┌─ Data extracts

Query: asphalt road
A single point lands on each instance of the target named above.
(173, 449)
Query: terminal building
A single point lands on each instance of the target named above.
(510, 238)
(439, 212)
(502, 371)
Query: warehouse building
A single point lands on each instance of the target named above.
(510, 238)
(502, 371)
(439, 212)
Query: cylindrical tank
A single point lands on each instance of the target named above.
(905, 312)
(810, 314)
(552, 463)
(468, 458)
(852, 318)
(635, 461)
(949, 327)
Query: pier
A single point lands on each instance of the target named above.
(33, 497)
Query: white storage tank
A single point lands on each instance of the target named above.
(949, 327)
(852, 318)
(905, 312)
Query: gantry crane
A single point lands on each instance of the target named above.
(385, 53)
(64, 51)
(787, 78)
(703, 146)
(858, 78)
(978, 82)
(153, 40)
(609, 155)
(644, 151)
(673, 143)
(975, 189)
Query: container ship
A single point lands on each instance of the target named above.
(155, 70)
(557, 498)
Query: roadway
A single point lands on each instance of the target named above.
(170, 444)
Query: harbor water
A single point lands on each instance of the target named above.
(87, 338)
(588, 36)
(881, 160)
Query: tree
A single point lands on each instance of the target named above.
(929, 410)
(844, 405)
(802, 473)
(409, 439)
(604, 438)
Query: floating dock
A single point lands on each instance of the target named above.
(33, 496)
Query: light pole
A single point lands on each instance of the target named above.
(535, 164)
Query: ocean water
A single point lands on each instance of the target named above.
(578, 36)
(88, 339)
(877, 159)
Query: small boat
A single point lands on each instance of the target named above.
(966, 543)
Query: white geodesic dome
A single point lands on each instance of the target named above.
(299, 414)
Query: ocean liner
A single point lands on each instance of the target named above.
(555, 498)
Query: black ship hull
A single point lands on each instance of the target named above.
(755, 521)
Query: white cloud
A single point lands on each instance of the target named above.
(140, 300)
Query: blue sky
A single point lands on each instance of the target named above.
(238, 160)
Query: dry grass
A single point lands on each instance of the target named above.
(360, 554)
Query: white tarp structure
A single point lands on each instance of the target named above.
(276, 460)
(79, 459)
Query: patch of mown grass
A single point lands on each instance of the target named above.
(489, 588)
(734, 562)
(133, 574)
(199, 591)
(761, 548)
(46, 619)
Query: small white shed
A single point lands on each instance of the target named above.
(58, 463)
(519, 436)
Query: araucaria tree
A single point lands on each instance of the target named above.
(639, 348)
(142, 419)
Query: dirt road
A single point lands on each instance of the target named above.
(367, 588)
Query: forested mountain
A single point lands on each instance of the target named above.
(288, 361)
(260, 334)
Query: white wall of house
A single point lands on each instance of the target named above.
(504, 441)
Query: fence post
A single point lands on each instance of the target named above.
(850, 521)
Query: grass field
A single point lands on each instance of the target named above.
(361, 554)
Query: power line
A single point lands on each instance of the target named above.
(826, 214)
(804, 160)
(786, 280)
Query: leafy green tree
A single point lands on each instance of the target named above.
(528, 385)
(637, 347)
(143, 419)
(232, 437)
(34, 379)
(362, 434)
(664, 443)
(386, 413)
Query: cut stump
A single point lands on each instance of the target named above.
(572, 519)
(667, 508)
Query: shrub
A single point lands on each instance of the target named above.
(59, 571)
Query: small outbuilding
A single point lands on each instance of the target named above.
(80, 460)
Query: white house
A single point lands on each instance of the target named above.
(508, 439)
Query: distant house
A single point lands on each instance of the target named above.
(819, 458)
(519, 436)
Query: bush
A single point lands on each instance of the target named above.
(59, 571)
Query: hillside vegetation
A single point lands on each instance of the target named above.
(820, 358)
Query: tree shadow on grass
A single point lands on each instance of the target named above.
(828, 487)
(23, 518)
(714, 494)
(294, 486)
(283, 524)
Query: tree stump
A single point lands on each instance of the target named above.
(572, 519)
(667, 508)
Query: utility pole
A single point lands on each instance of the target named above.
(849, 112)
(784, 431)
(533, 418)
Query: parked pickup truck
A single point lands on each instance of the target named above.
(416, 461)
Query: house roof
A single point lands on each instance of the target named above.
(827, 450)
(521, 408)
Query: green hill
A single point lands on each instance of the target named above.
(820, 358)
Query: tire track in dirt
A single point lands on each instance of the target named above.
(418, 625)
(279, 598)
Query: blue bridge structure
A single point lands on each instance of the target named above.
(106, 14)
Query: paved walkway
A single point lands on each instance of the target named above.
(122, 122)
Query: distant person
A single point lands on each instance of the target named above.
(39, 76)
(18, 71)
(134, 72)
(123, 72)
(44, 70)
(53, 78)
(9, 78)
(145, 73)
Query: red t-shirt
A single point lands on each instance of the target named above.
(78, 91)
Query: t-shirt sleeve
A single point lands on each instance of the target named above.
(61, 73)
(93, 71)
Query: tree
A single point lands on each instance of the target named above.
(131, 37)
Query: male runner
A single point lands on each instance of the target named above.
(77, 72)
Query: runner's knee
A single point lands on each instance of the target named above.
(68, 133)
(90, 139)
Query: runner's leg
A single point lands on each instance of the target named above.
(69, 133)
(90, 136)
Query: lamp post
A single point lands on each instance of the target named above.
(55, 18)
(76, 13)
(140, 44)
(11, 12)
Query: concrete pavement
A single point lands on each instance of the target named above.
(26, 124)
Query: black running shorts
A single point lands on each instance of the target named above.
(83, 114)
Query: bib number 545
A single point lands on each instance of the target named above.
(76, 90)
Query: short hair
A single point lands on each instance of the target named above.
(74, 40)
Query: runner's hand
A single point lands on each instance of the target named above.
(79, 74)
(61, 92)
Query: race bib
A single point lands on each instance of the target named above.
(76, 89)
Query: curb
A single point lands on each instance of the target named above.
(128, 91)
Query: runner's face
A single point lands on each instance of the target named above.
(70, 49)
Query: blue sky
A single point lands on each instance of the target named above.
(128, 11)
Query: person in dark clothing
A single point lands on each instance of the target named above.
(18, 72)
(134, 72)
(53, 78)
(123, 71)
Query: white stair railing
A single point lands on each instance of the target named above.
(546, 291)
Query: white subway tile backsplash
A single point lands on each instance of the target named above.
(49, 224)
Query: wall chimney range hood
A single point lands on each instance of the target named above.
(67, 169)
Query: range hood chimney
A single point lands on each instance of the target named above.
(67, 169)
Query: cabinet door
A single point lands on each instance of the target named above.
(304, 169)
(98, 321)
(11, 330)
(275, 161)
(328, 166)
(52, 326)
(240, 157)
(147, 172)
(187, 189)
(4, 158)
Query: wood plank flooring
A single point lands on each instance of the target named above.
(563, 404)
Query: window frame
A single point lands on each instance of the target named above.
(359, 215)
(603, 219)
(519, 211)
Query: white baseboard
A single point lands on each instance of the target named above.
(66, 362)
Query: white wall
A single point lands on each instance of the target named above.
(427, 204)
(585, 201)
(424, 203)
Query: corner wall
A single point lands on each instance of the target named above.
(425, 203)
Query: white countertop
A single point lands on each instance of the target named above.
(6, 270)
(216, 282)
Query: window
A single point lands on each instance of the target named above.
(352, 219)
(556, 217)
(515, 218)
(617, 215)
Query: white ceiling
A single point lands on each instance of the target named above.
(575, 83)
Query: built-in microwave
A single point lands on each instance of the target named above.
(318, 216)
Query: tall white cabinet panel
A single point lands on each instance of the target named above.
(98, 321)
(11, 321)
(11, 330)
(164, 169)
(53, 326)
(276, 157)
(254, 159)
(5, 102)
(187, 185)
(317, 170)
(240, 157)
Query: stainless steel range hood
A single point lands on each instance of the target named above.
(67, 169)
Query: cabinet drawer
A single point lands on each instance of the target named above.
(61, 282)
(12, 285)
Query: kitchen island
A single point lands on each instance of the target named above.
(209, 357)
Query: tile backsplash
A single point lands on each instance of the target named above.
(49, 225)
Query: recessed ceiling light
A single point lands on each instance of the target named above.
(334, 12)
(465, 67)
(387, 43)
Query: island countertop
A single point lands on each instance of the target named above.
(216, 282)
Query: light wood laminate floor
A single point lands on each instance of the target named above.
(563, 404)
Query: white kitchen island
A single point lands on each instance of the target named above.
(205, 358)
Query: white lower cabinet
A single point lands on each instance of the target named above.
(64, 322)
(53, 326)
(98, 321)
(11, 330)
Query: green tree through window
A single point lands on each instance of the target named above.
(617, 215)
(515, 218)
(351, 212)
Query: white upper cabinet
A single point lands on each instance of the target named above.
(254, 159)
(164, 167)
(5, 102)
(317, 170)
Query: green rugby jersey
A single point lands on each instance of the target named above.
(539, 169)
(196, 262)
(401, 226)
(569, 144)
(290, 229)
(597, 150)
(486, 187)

└─

Copy each line of the preceding data that contains the string "hood".

Query: wall chimney range hood
Query: range hood chimney
Query: stainless steel range hood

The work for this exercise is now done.